EXCERPTED TEXT:
We use cookies and other similar technologies (Cookies) to enhance your experience and to provide you with relevant content and ads. By using our website, you are agreeing to the use of Cookies. You can change your settings at any time. Cookie Policy.

RFM: A Precursor to Data Mining

Originally published May 14, 2009

RFM stands for recency, frequency and monetary value. It has been used by direct marketers for more than 40 years as a segmentation tool to increase marketing return on investment (ROI). The basic premise of RFM is that customers who have purchased more recently, more frequently and have spent more with your company are your best prospects for future direct marketing campaigns. Like data mining/response modeling, the goal of RFM is to increase marketing ROI by communicating (via direct mail, call center, etc.) only with customers that are likely to respond. Done well, you increase your ROI as you attain almost the same number of sales by contacting only a fraction of your customer base.

RFM, business intelligence, data mining and optimization represent a common progression away from mass marketing for many organizations as their marketing efforts become more analytically based and targeted.

(mouse over image to enlarge)

As depicted above, the adoption of each technique is a function of many factors. Consequently, a technique like RFM can still be a new and promising approach to many companies today. It is simple to understand, contributes to ROI, is inexpensive and can be utilized as a reliable stepping stone to more advanced techniques like data mining.

TASKS TO CARRY OUT:
**A)** In the article on RFM, what do the letters RFM stand for?
**B)** Continue the article on RFM from its last sentence.

SOURCE INFORMATION:
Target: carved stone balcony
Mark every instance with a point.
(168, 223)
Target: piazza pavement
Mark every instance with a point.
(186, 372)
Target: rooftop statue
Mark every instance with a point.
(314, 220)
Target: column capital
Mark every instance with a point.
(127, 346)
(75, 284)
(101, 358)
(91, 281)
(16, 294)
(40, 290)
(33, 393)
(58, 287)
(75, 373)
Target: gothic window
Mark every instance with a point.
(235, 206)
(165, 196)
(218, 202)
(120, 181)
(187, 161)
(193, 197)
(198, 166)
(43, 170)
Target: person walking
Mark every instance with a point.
* * *
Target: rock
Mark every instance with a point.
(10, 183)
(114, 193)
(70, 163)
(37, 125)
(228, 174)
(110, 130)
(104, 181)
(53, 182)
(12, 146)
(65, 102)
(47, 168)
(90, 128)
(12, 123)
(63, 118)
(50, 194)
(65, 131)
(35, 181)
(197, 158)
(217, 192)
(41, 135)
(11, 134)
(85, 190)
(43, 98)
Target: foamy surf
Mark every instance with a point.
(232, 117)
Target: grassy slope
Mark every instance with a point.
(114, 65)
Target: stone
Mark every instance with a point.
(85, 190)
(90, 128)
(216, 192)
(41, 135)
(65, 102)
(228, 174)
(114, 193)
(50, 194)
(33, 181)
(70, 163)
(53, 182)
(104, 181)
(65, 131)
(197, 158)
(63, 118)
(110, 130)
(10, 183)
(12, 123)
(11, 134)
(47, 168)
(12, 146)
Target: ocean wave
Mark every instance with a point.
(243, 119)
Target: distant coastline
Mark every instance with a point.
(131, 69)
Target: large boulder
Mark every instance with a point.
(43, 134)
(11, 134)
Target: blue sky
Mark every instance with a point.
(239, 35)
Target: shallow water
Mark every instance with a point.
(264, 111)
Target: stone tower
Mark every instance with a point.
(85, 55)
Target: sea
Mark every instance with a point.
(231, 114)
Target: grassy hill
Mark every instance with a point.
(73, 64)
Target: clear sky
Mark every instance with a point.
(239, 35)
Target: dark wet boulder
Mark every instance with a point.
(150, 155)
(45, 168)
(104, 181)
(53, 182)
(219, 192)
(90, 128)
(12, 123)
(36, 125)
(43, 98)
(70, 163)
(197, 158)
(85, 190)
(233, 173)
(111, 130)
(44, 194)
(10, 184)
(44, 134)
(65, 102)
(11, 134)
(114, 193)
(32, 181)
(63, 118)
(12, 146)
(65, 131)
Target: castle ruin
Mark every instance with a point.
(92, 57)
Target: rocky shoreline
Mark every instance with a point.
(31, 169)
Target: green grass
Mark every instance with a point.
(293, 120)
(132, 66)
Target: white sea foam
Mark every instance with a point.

ANSWERS TO THE EXERCISE:
**A)** Recency, frequency and monetary value.

**B)**
RFM in Action

RFM was initially utilized by marketers in the B-2-C space – specifically in industries like cataloging, insurance, retail banking, telecommunications and others. There are a number of scoring approaches that can be used with RFM. We’ll take a look at three:

RFM – Basic ranking

RFM – Within parent cell ranking

RFM – Weighted cell ranking

Each approach has experienced proponents that argue one over the other. The point is to start somewhere and experiment to find the one that works best for your company and your customer base. Let’s look at a few examples.

RFM – Basic Ranking

This approach involves scoring customers based on each RFM factor separately. It begins with sorting your customers based on recency, i.e., the number of days or months since their last purchase. Once sorted in ascending order (most recent purchasers at the top), the customers are then split into quintiles, or five equal groups. The customers in the top quintile represent the 20% of your customers that most recently purchased from you.


This process is then undertaken for frequency and monetary as well. Each customer is in one of the five cells for R, F and M (see below).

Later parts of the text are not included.